**Zu lesender Abschnitt:**
|---|

Religionsfreiheit - Bahai, House of Worship und der Spaghetti-Gott

 
Der erste Zusatzartikel, Teil des im Englischen „Bill of Rights“ genannten Grundrechtekatalogs der Verfassung der Vereinigten Staaten von Amerika, wurde 1791 vom Kongress verabschiedet und beinhaltet primär folgende Grundrechte:
 
1.                Redefreiheit
2.                Religionsfreiheit
3.                Versammlungsfreiheit
4.                Pressefreiheit
 
Dieser Zusatzartikel verbietet es dem Kongress (Legislative der Vereinigten Staaten mit Sitz im Kapitol, Washington D. C.) per Gesetz, eines dieser Rechte bzw. das Petitionsrecht einzuschränken. Erst im Zuge meiner weiteren Reise und vielen Gespräche begriff ich, welche freiheitlichen Ideale, die für manch einen Europäer wahrscheinlich nicht in der Form nachvollziehbar sind, die vier genannten und primären Bürgerrechte eines US Bürgers als Basis hatten. 
 
Bezogen auf die Religionsfreiheit löste der erste Zusatzartikel in mir gemischte Gefühle aus. Einerseits ist der Kongress per Gesetz verpflichtet sich absolut religionsneutral zu verhalten, was, meinen Beobachtungen nach, nur theoretisch möglich ist. Denn andererseits, es genügt sich die Wahlkämpfe auf kommunaler und lokaler Ebene anzusehen, stellt man fest, dass es zwischen der Huldigung einer prophetischen Gestalt und eines Politikers, manchmal abhängig von der Frisur und Hautfarbe, nur ein schmaler Grat ist. Mein Versuch dies zu begreifen endete mit zwei Schlussfolgerungen.
 
1. In den USA gibt es keine Staatsreligion und diese darf auch nicht eingeführt werden
2. Sehr wohl wird Politik auch im religiösen Kontext ausgelegt, mit einer immensen Diversität, weil jeder frei im Glauben ist.
 
Zusammengefasst kann jeder glauben was er möchte. Die Freiheit zu glauben ist absolut. Doch schreitet der Staat dann ein, wenn der Glaube eine Grenze überschreitet. Gerade die Auslegung dieser Grenze verwirrte mich anfangs zutiefst. So kann  ich z.B., wenn mir danach ist, an den Spagetti-Gott glauben. Und wenn dieser dazu aufruft, alle Konsumenten konkurrierender Spaghetti-Marken umzubringen, so ist das erlaubt. Denn erst der Akt, also der Vollzug alle Konsumenten einer anderen „Pasta-Marke“ umzubringen, wäre ein Straftatbestand und der Staat würde, dann allerdings mit voller Härte, eingreifen. In Europa undenkbar, meiner Meinung nach, und nicht durch die Religionsfreiheit abgedeckt.
 
(Bahai-Tempel Innenraum)

|---|

**Zu erledigen:**
Beantworte anhand des Textes zur Religionsfreiheit die folgenden Fragen:
1. In welchem Jahr verabschiedete der Kongress den ersten Zusatzartikel?
2. Wo hat der Kongress laut Text seinen Sitz?
3. Ab welchem Punkt würde der Staat im Beispiel mit dem Spaghetti-Gott eingreifen?

**Gezeigtes Material:**
|---|

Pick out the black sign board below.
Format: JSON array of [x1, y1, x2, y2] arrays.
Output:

|---|

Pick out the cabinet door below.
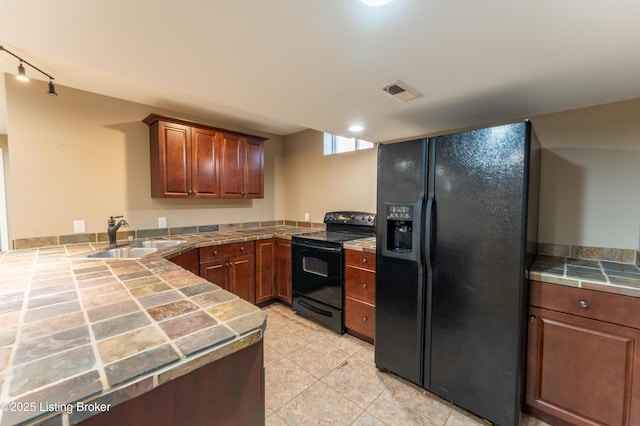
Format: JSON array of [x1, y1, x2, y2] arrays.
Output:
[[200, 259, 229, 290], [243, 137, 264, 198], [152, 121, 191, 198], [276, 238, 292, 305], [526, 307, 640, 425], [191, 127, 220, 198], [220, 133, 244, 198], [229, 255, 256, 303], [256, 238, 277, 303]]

|---|

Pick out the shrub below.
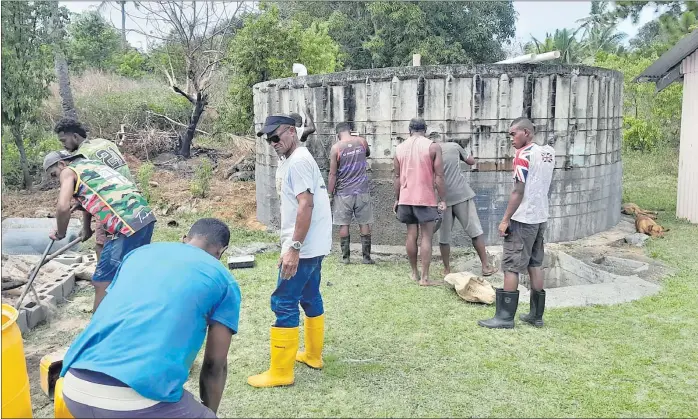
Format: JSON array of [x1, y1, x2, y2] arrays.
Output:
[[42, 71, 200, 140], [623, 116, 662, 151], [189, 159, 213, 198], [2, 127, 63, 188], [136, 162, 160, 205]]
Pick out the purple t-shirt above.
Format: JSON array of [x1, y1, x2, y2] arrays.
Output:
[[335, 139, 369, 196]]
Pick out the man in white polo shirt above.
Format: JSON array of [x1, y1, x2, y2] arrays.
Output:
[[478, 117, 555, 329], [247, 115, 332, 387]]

|---|

**Die Ausgabe:**
1. 1791.
2. Im Kapitol in Washington D. C.
3. Erst beim Vollzug, also wenn tatsächlich alle Konsumenten einer anderen „Pasta-Marke“ umgebracht würden.